PROBLEM A: Extract each line of the rows below that contains the string "background". Treat the match as case-sensitive.

DOCUMENT SECTION:
- - - -

Within this software team, Jordan felt safe enough to learn and grow—which is not the case in all teams. This experience helped her see herself as someone who is capable of creating software: On this project, “I didn’t write a single line of code, yet I felt like I understood the software thoroughly.” After that project, Jordan worked as a data journalist for a public media news organization. Armed with the knowledge that she could comprehend code other people had written, she was excited to expand her programming skills on her own to do data analysis and visualization—something she may not have had the confidence to do without her prior experience of leading a complex software project.

Early in our careers, our umwelt may be less developed and readily adaptable to a variety of software development cultures. Unless we land in a newly formed organization or a fledgling project, we’ll have to fit into a pre-existing software development culture. Our umwelt will eventually need to conform, adapt, or reject that culture. As our umwelt further develops, our cultural fit will become a bigger factor in our future career choices.

We might land a programming gig, writing small, standalone programs. We might drift into significant programming activities as a vital side-effort in support of our “real” job. We might develop business applications or find ourselves immersed into an engineering culture where we are expected to learn new skills while designing and building complex software products and systems. But where we find our initial niche is largely a matter of the interests we decide to pursue (and whether our skills match that particular environment), and happenstance. But if you have an awareness of your developing software umwelt and your values, your next actions might be more purposeful.

Refining Our Umwelt Through Practice

Prompt: Describe how your relationship to software changed as your expertise grew. Did you become a generalist or specialist? How did your software development values and practices change?

If you work in a relatively stable environment, you may find yourself settling into a development rhythm. Your software development umwelt grows and deepens as you gain proficiency. As you take on new software development efforts, you will stretch your umwelt to acquire new knowledge and skills. You may encounter new-to-you programming languages and development tools. You may develop your own sense of style.

Allen found that he liked systems with “intuitive understandable command names and contextual defaults”—a preference that predates the development of GUIs. He disliked systems that used obscure notations or required the user to repetitively tell the system things it should already know.

Allen: This developed into a personal design aesthetic that was incorporated into my umwelt: Software is created by humans and exists to support humans and human activities. The design and implementation of software should be approachable, understandable, consistent, and comfortable to the humans that will interact with it. This aesthetic relates to both the internal design of software and to the design of software interfaces, both human interfaces and the interfaces between software components.

When Allen and Rebecca joined Tektronix, its corporate motto was “Committed to Technical Excellence.”A few years later, the motto was changed to “Committed to Excellence.” Some employees from that era believe this was the start of Tek’s decline.

The manifestation of that model in the Tek engineering community made a strong impression on both of them.

Rebecca: Tektronix was an engineering company where the “next bench” philosophy was practiced—build something of high quality that your peers would use.

- - - -

Records from a dataset:
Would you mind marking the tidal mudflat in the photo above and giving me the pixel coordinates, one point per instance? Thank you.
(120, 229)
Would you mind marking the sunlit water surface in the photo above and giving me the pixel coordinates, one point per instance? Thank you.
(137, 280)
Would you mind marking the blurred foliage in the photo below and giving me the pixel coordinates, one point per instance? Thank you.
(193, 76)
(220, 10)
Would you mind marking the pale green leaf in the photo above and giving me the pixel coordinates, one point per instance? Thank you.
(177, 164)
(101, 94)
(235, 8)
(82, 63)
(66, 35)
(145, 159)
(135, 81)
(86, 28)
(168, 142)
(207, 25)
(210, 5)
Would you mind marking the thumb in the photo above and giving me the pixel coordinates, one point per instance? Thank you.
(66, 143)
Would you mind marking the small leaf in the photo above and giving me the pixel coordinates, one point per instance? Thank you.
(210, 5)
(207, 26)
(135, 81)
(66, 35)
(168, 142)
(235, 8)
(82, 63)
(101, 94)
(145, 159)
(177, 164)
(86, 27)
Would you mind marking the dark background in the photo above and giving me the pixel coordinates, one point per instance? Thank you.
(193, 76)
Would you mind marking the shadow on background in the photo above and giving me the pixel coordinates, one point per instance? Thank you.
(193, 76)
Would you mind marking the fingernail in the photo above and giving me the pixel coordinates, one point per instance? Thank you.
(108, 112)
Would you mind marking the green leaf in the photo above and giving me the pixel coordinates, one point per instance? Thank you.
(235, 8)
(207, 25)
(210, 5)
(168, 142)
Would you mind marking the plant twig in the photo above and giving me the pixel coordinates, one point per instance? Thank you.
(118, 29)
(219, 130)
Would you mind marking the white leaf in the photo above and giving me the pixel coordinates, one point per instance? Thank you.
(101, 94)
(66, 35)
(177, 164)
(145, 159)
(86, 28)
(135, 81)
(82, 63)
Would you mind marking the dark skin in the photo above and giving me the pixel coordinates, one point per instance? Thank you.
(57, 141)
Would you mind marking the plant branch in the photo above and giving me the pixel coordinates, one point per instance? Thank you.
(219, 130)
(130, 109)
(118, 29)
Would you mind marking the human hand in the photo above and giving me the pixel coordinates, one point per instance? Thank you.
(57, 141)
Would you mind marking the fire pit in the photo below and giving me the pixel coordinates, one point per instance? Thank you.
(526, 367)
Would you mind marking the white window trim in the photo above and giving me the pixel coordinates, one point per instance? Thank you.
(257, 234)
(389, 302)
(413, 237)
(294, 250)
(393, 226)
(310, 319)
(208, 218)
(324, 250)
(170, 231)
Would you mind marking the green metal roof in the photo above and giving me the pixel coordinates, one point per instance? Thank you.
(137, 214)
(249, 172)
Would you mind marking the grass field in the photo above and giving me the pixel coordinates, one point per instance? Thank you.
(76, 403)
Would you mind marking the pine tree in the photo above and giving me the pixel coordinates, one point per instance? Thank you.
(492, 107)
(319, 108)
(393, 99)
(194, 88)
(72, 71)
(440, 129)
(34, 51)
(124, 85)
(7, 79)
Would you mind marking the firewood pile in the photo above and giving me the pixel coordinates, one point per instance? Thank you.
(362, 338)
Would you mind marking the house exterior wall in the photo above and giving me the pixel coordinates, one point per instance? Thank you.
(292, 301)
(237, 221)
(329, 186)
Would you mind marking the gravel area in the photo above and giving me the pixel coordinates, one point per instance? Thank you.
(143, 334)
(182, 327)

- - - -

PROBLEM B: Carry on the passage above about the software development umwelt, starting after its final sentence.

TASK RESPONSE A:
Would you mind marking the dark background in the photo above and giving me the pixel coordinates, one point per instance? Thank you.
Would you mind marking the shadow on background in the photo above and giving me the pixel coordinates, one point per instance? Thank you.

TASK RESPONSE B:
Tektronix had lots of internal processes for designing and engineering hardware products…
most of the processes and various design documentation requirements we used were imposed on us software developers with very little adaptation.

My software development umwelt after 5 years at Tektronix as a Software Engineer was largely shaped by my experiences working with highly motivated peers who held themselves to high standards. We worked hard, we were supported by our management, and were expected to specify, design, and build products (and the software embedded in them) from the ground up.

Rebecca internalized the values that were formative to Tektronix’s engineering culture and grounded their practices. She came to deeply value producing quality software.

At the non-profit, Jordan “successfully” delivered a complex software project, a community data storytelling platform, on time and on budget. But she learned a hard lesson:

Jordan: …we delivered what we said we would deliver. At launch, our platform was beautiful, easy to use, and well-built. But…we delivered something that people didn’t actually want…We should have paused to do more exploratory research on the needs of our community members and stakeholders…but at the time I didn’t know to ask for it.

A couple years later, while working as a data journalist, Jordan, who had first programmed using Hypercard, discovered that a live programming environment was the key to her embracing coding.

Jordan: …I began dabbling with Python Jupyter Notebooks. For the first time in my life, I loved writing code. I loved being able to tweak a single line of code and see the results immediately in a data frame or data visualization. I felt like I had agency and power, and I understood what I was doing. Yes, I still faced extreme frustration, but it felt worth it because I could see what I was working toward.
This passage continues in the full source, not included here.